(Coordinate labeling data)
________________________________________

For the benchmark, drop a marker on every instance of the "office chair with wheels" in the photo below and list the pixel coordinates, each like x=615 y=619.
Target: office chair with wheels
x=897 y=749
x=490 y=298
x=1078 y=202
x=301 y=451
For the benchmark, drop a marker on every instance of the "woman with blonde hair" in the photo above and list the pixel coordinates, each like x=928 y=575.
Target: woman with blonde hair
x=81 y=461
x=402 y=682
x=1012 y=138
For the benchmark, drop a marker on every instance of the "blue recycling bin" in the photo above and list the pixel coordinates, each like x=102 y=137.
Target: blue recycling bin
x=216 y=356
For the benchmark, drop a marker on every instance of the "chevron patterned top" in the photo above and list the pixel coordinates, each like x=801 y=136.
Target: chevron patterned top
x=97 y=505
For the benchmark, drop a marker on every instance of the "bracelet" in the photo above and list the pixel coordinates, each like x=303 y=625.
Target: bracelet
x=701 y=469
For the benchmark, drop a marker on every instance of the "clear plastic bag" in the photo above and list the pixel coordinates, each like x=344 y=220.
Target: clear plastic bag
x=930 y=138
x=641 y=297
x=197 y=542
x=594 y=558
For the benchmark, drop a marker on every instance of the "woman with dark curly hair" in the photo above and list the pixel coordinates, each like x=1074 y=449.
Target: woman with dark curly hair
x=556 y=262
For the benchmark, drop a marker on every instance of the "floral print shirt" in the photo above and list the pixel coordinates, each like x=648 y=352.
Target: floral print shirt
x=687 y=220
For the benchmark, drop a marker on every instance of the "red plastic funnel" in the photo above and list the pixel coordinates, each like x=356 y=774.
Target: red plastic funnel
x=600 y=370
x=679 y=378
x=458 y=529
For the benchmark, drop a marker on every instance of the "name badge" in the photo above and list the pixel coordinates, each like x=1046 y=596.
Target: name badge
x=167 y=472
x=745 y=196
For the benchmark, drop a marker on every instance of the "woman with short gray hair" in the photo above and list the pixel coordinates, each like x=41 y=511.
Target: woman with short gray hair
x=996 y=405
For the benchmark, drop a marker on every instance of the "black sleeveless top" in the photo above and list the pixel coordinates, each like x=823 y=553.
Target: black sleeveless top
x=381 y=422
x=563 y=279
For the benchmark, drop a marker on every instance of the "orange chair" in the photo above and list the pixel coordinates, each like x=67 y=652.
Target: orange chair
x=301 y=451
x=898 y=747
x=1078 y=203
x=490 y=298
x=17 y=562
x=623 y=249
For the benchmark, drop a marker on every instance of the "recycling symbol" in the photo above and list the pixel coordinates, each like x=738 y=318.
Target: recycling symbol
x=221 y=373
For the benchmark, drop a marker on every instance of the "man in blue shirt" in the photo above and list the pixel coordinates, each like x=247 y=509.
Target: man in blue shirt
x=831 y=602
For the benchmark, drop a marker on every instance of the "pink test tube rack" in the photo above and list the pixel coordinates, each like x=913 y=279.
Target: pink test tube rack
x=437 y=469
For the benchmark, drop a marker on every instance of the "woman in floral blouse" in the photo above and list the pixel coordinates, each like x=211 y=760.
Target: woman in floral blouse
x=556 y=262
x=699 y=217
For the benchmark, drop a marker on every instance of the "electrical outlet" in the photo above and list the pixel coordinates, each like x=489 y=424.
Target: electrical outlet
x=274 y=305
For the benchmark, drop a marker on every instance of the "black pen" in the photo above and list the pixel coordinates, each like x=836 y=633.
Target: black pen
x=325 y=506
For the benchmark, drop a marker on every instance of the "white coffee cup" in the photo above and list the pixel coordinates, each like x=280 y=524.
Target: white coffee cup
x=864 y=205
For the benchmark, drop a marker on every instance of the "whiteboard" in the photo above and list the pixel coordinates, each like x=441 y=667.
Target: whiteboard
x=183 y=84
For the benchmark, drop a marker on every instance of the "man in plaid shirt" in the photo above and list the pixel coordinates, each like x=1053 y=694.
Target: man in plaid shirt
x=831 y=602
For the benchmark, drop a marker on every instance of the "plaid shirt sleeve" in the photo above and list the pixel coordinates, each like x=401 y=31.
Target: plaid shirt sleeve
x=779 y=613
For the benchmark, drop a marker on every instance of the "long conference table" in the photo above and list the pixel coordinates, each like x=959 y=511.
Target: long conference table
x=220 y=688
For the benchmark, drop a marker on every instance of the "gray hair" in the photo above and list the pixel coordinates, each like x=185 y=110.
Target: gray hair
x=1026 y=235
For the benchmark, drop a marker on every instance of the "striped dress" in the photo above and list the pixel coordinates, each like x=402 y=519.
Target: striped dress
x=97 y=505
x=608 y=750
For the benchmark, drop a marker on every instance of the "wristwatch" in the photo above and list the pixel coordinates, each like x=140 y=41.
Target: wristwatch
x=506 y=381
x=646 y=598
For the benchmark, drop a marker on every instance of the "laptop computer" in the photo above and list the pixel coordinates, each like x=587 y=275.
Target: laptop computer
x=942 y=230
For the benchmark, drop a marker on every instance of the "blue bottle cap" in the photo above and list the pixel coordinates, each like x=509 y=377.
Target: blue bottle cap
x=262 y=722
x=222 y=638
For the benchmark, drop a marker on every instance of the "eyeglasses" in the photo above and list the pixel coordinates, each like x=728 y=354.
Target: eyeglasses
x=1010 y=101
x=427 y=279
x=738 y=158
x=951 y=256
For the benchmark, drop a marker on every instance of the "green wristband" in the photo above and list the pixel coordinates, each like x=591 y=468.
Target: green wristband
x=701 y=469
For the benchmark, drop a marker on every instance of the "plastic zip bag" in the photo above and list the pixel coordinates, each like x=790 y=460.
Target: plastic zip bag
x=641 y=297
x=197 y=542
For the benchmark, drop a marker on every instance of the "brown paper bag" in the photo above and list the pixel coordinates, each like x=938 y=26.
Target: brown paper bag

________________________________________

Requirement: Edit the entries above by replacing each "drop a marker on" with "place a point on", and leave every other part unchanged.

Response:
For the benchmark, place a point on every instance of the "office chair with wheels" in the photo below and list the pixel coordinates, each like x=615 y=619.
Target: office chair with wheels
x=897 y=749
x=490 y=298
x=1078 y=202
x=301 y=451
For the benchmark, place a point on every instance of the "woman with blonde hair" in the photo above and list the pixel coordinates, each like x=928 y=575.
Target: woman with blonde hair
x=81 y=461
x=402 y=682
x=1012 y=138
For the benchmark, place a point on every instance of the "blue recycling bin" in the photo above and list the pixel coordinates, each like x=102 y=137.
Target: blue recycling bin
x=216 y=356
For the benchmark, place a point on every instance of the "chevron patterned top" in the photo above and list the pixel coordinates, each like x=801 y=136.
Target: chevron patterned top
x=97 y=505
For the benchmark, place a point on every instance of the "bracelet" in the photo above and list the pixel coordinates, each like x=303 y=625.
Target: bracelet
x=701 y=469
For the benchmark, place a point on every instance of the "clear plastic bag" in the photo above and list the pixel coordinates, each like x=344 y=220.
Target: clear plastic bag
x=930 y=138
x=641 y=297
x=197 y=542
x=594 y=558
For the benchmark, place a point on every instance of the "woman with dark curly hair" in the photo above and list the pixel coordinates, each like x=1074 y=449.
Target: woman with dark curly hair
x=556 y=262
For the benchmark, place a point on every instance of the "floral print shirt" in the photo above and list the pixel coordinates, each like x=648 y=352.
Target: floral print shirt
x=687 y=220
For the benchmark, place a point on every instance of the "red plastic funnel" in the photo above and list the pixel coordinates, each like x=356 y=774.
Target: red plastic funnel
x=600 y=370
x=679 y=378
x=458 y=529
For the benchmark, place a point on every instance of the "name badge" in the photo above and list the pixel coordinates, each like x=1046 y=596.
Target: name badge
x=167 y=472
x=745 y=196
For the benchmark, place a point on every instance of the "woman with short gray hair" in the photo above and list the pixel coordinates, each like x=41 y=511.
Target: woman with short gray hair
x=996 y=405
For the benchmark, place a point on every instance of the "black sleeveless top" in the photo above and list the pixel coordinates, each like x=823 y=553.
Target: black sleeveless top
x=381 y=422
x=563 y=279
For the benchmark, place a point on every instance of the "orange chair" in the photo above and list the pixel coordinates, each like x=67 y=652.
Target: orange chair
x=301 y=451
x=898 y=747
x=1078 y=203
x=490 y=298
x=17 y=562
x=623 y=249
For the benchmark, place a point on every instance of the "recycling symbol" in the photo above and list the pixel coordinates, each like x=738 y=318.
Target: recycling symbol
x=221 y=373
For the benchmark, place a point on every instance of the "man in blue shirt" in the photo above and list the pixel coordinates, each like x=247 y=509.
Target: man in blue shirt
x=831 y=602
For the benchmark, place a point on every instance of the "pink test tube rack" in the photo above and list the pixel coordinates, each like x=913 y=279.
Target: pink test tube rack
x=437 y=469
For the benchmark, place a point on every instance of the "woman in floral blouse" in the photo above and list the pixel coordinates, each like x=211 y=760.
Target: woman in floral blouse
x=556 y=262
x=699 y=217
For the benchmark, place a point on every instance of the "electrical outlet" in the photo above and list the pixel coordinates, each like x=489 y=424.
Target: electrical outlet
x=274 y=305
For the benchmark, place a point on every instance of the "black pen" in the photo above and list the pixel coordinates, each like x=836 y=633.
Target: black pen
x=325 y=506
For the benchmark, place a point on every instance of the "white coffee cup" in the photo above and list the pixel coordinates, each like x=280 y=524.
Target: white coffee cup
x=864 y=205
For the benchmark, place a point on every instance of the "whiteboard" in the photo above and list the pixel coordinates, each like x=441 y=667.
Target: whiteboard
x=183 y=84
For the benchmark, place a point on every instance of the "man in plaid shirt" in the photo above and list the pixel coordinates, each like x=1053 y=694.
Target: man in plaid shirt
x=831 y=602
For the benchmark, place a point on every instance of the "plaid shirt sleeve" in the photo above and list the pixel coordinates, each like x=401 y=31.
Target: plaid shirt sleeve
x=779 y=613
For the benchmark, place a point on every instance of the "long conference table" in the photo above and list the pixel coordinates, each like x=959 y=511.
Target: long conference table
x=220 y=688
For the benchmark, place a point on every instance of the "gray hair" in the photo above and list the pixel coordinates, each like x=185 y=110.
Target: gray hair
x=1026 y=235
For the benchmark, place a point on every instance of the "striped dress" in the photo above and list the pixel coordinates, each like x=402 y=519.
Target: striped dress
x=97 y=505
x=608 y=750
For the benchmark, place a point on every instance of the "wristwatch" in the photo above and list the pixel coordinates, each like x=140 y=41.
Target: wristwatch
x=506 y=381
x=646 y=598
For the benchmark, place a point on every instance of the "laptop computer" in the photo above and list the pixel coordinates, each like x=587 y=275.
Target: laptop computer
x=942 y=230
For the benchmark, place a point on every instance of the "blue bottle cap" in the photo above and list the pixel coordinates, each like x=509 y=377.
Target: blue bottle cap
x=262 y=722
x=222 y=638
For the benchmark, place a point on every instance of the "eyeglasses" in the photo above and list the pixel coordinates, each like x=728 y=354.
Target: eyeglasses
x=1010 y=101
x=427 y=279
x=738 y=158
x=951 y=256
For the benchmark, place a point on every instance of the "green wristband" in the photo above and list the pixel coordinates, each like x=591 y=468.
Target: green wristband
x=701 y=469
For the benchmark, place a point on every instance of the "plastic zip bag" in the photo above and list the pixel coordinates, each like x=790 y=460.
Target: plastic zip bag
x=641 y=297
x=197 y=542
For the benchmark, place a point on every instance of the "brown paper bag" in the photo above and list the pixel coordinates, each like x=938 y=26.
Target: brown paper bag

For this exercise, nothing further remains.